*Excerpt*.

══════════

The ‘easy, intoxicating fervor’ of virtue signaling

Whenever you feel tempted to take potshots at students for their antics against speakers like libertarian scholar Charles Murray (a constant struggle), keep in mind that they probably learned it from a supposed authority figure.

New York Times columnist Frank Bruni makes this point in his latest column about the “intellectual impoverishment” that led Middlebury College students to shout down and physically threaten Murray and his faculty sponsor:

I worry that in too many instances, the groves of academe are better at pumping their denizens full of an easy, intoxicating fervor than at preparing them for constructive engagement in a society that won’t echo their convictions the way their campuses do.

Off campus in the halls of power, that “easy, intoxicating fervor” is the motivation behind state lawmakers’ attempts to punish their less enlightened colleagues in other states.

MORE: Professor put in a neck brace for protecting Charles Murray

A California law took effect this year that prevents state employees – public university professors included – from taxpayer-funded travel to states with laws that purportedly discriminate against sexual and gender minorities (North Carolina, Kansas, Mississippi and Tennessee).

When the bill was signed into law last fall, The Sacramento Bee noted the problems it could cause for California college sports teams.

══════════

*Point-labeling examples*.
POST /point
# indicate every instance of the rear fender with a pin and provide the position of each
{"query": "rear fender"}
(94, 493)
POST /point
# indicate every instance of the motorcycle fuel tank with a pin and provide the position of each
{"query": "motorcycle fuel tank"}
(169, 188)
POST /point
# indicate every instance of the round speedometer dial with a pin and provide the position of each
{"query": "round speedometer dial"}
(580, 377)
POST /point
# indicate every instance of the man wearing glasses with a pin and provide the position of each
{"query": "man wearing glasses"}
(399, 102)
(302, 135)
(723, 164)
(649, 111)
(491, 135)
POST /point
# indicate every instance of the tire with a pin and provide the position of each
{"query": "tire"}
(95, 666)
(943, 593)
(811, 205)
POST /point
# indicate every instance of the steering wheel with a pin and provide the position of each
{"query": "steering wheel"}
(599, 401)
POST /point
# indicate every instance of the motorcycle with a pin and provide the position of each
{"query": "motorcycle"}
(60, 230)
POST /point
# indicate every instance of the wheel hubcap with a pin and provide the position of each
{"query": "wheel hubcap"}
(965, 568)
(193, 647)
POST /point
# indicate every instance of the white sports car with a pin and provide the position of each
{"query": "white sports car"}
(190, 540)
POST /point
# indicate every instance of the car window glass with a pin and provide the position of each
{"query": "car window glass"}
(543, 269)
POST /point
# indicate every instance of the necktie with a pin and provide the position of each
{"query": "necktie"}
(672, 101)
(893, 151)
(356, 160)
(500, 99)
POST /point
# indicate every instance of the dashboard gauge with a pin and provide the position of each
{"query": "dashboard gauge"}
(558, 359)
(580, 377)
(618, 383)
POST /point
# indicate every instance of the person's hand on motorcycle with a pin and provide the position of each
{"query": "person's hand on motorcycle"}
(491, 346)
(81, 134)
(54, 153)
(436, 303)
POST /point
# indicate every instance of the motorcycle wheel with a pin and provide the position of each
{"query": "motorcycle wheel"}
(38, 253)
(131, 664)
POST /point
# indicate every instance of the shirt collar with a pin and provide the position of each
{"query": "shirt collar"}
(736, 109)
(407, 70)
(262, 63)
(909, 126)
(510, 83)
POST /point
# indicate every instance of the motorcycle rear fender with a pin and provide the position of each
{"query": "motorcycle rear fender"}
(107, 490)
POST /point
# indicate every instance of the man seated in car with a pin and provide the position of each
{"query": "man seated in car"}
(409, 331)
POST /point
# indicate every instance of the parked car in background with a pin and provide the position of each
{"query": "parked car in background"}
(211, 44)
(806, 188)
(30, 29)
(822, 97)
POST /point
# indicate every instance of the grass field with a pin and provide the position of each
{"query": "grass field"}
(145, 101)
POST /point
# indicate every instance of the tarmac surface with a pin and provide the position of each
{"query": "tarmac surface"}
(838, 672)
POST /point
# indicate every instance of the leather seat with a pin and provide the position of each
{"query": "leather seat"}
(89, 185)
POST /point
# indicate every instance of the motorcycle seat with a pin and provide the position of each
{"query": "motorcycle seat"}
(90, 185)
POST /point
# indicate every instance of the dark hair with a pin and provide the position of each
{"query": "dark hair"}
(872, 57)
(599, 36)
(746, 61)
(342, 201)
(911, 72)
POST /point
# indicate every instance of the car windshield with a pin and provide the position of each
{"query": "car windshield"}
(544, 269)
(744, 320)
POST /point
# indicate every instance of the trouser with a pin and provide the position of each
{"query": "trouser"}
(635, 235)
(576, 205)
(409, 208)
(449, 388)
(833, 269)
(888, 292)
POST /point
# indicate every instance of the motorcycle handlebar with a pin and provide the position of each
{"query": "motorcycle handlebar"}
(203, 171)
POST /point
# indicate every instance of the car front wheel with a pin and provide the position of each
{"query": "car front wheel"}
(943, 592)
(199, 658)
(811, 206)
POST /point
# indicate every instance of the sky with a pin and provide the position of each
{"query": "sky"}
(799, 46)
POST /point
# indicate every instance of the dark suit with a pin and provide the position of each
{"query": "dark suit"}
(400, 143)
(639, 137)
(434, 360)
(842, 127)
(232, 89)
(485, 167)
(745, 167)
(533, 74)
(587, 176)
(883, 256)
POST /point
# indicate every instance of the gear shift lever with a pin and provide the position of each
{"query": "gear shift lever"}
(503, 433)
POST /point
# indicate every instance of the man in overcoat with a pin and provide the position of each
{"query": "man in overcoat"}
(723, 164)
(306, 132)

══════════

*Directive 1*.
In the excerpt on virtue signaling, reproduce the stretch from "MORE: Professor put" through "Mississippi and Tennessee).", switching "neck brace" to "sling".
*Directive 2*.
Name every U.S. state mentioned in the excerpt on virtue signaling.
The lines are not needed for anything here.

*Task output 1*.
MORE: Professor put in a sling for protecting Charles Murray

A California law took effect this year that prevents state employees – public university professors included – from taxpayer-funded travel to states with laws that purportedly discriminate against sexual and gender minorities (North Carolina, Kansas, Mississippi and Tennessee).

*Task output 2*.
California, North Carolina, Kansas, Mississippi, Tennessee